## [SOURCE RECORDS]

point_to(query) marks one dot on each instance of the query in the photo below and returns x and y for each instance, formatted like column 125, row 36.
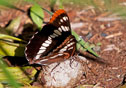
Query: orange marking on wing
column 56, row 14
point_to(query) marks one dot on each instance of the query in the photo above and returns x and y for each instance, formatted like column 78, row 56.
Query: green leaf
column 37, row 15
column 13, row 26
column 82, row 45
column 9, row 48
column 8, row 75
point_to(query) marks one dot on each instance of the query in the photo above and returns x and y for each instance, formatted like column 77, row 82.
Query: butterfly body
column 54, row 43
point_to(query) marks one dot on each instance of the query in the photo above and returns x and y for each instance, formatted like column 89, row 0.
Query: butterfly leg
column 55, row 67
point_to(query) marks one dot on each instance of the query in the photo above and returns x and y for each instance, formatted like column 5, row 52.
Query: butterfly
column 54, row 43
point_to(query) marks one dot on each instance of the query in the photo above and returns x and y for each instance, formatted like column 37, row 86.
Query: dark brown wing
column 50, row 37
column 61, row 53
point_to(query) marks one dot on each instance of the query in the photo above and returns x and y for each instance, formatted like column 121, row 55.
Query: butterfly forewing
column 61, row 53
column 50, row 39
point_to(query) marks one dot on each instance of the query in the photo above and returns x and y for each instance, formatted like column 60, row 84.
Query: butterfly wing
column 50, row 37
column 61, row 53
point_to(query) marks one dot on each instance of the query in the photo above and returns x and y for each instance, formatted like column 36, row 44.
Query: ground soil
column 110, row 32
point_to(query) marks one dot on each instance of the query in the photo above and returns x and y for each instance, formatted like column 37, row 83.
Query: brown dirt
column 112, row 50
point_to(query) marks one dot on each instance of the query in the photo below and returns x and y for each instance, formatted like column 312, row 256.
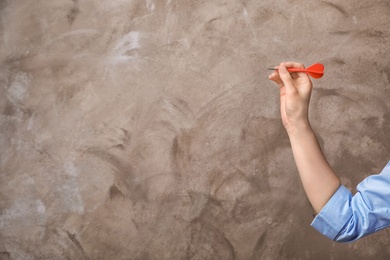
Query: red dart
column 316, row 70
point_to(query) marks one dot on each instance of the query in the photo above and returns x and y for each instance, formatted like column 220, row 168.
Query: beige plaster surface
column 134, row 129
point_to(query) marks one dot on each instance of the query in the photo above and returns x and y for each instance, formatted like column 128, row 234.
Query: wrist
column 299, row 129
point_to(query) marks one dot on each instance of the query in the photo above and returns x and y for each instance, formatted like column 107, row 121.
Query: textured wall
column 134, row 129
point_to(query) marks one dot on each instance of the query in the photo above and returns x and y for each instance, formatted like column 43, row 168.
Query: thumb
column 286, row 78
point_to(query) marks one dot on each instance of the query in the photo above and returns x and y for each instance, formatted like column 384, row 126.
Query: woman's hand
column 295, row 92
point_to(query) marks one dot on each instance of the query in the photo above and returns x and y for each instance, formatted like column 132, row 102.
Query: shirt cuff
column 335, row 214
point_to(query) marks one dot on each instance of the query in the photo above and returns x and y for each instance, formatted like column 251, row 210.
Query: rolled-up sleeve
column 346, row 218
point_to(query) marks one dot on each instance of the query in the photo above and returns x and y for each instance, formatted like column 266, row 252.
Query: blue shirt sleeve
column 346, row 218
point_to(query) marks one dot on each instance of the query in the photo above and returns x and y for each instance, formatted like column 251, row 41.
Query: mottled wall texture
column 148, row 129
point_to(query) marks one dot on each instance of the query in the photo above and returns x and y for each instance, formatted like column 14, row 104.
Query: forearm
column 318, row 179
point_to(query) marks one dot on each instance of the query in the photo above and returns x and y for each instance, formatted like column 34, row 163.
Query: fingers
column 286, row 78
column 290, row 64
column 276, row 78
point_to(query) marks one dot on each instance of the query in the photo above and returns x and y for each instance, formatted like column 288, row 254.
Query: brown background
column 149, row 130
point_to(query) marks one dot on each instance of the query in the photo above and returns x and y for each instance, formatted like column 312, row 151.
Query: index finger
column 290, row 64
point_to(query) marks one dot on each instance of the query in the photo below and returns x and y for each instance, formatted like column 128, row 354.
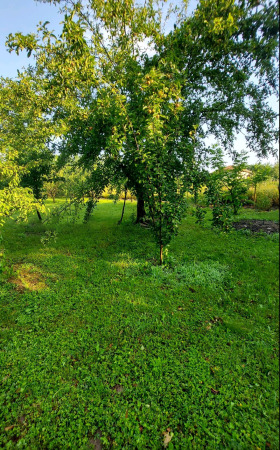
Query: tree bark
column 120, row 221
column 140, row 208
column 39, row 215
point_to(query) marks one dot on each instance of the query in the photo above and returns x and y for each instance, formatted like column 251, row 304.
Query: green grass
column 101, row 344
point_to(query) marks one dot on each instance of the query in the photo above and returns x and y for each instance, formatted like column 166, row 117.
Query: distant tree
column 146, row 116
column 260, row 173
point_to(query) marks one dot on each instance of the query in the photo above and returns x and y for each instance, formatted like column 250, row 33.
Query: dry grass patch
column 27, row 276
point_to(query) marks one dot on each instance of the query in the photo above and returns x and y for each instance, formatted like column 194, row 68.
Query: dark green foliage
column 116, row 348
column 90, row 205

--

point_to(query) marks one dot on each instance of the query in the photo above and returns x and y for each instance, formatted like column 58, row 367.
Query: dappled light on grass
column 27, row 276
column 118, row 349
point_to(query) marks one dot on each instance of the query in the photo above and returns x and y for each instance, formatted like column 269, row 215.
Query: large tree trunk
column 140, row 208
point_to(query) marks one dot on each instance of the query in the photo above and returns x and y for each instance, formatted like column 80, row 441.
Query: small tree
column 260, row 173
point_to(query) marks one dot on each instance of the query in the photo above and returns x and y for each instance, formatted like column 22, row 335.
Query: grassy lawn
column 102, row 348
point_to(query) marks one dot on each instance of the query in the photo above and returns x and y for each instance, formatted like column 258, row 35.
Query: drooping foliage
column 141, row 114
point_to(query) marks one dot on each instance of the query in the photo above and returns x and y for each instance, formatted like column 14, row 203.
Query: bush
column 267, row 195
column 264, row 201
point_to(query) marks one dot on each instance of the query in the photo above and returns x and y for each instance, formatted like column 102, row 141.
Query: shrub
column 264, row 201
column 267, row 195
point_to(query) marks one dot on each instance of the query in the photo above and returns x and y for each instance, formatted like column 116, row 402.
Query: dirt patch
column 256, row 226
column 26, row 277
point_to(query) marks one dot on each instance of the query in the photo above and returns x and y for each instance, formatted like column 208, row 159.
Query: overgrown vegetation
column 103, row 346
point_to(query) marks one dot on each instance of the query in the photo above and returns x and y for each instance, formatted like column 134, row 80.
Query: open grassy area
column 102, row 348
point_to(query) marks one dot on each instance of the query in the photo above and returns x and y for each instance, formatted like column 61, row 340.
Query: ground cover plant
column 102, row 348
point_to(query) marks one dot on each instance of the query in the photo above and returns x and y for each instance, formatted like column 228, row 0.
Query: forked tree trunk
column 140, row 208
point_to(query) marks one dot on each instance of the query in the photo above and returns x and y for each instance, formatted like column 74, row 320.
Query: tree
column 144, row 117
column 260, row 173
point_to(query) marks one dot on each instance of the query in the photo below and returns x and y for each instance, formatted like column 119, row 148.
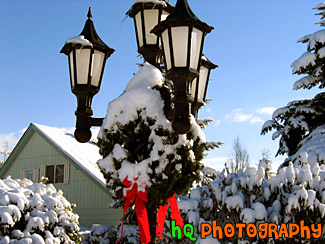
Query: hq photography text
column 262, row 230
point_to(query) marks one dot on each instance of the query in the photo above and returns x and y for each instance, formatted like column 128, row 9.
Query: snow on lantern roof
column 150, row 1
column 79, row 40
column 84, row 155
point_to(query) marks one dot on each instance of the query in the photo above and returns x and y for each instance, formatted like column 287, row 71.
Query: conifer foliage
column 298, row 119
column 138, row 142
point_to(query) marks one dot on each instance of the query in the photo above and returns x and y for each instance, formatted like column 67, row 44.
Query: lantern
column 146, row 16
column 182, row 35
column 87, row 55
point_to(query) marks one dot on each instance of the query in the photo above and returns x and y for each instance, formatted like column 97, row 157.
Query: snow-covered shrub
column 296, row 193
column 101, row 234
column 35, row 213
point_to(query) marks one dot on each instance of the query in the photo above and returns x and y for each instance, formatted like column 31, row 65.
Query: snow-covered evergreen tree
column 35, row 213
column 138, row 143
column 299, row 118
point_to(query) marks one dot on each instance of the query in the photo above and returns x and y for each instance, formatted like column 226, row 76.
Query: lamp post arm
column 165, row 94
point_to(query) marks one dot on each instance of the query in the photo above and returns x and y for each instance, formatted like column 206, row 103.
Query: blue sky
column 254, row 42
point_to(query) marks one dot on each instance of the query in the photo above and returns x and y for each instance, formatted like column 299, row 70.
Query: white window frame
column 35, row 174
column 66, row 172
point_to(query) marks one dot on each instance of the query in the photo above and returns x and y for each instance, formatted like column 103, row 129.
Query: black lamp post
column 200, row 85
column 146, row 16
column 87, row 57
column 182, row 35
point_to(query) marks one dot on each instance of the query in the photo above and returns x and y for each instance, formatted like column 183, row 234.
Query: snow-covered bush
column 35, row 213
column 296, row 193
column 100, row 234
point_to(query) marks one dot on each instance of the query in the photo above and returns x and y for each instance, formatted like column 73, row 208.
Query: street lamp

...

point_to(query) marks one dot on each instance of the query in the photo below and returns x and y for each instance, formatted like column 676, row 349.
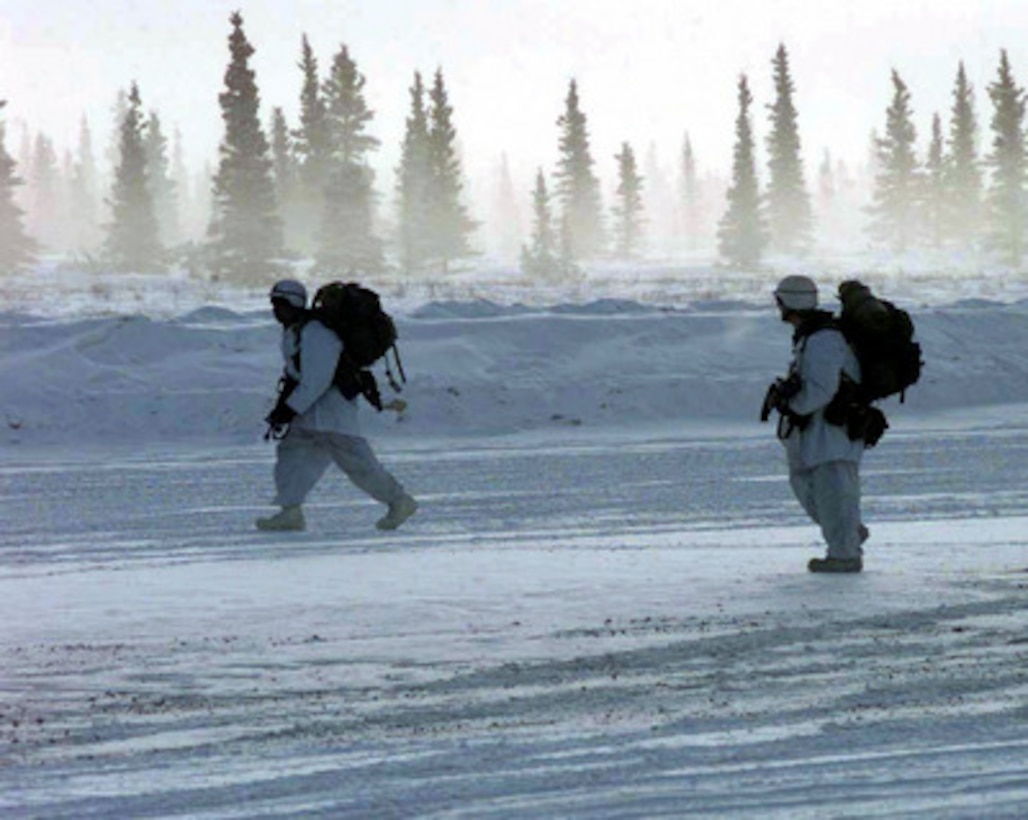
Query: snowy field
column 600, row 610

## [TO BE DONE]
Can you reproduce, word for word, the lines above from the line with "34, row 163." to the line with "column 90, row 205", both ends included, leaving any picture out of your answer?

## [REPLY TO THE EXERCISE]
point_to(query) marks one dot on each instance of the query in the photo above and returns x and y for each instance, formatted like column 34, row 163.
Query: fingers
column 286, row 78
column 290, row 64
column 276, row 78
point_to(query) marks one dot on each instance of the query in the photo above and returns x and y for each instance, formatted like column 288, row 254.
Query: brown background
column 149, row 130
point_to(query) marks one dot on each instance of the query in the photo above and returns x and y for each instance, formatted like column 312, row 151.
Query: index finger
column 290, row 64
point_to(query) marks one dot on each instance of the query in the photo below and returns x and y for each instance, formatted like column 128, row 354.
Query: tree bark
column 120, row 221
column 140, row 208
column 39, row 215
point_to(query) marks one dot on each instance of the query in the photo above and returns x and y for each instance, formatted like column 251, row 304.
Query: green grass
column 101, row 344
point_to(query) marks one dot on each instance of the query in the photo above and returns x and y for each instance, formatted like column 166, row 117.
Query: distant tree
column 146, row 116
column 260, row 173
point_to(query) marks one dot on each instance of the query in the photo above and returns x and y for each instance, formatted like column 250, row 33.
Query: dry grass patch
column 27, row 276
point_to(query) marks one dot on each instance of the query in the photo above and returns x and y for each instance, formatted like column 194, row 68.
Query: dark green foliage
column 116, row 348
column 90, row 205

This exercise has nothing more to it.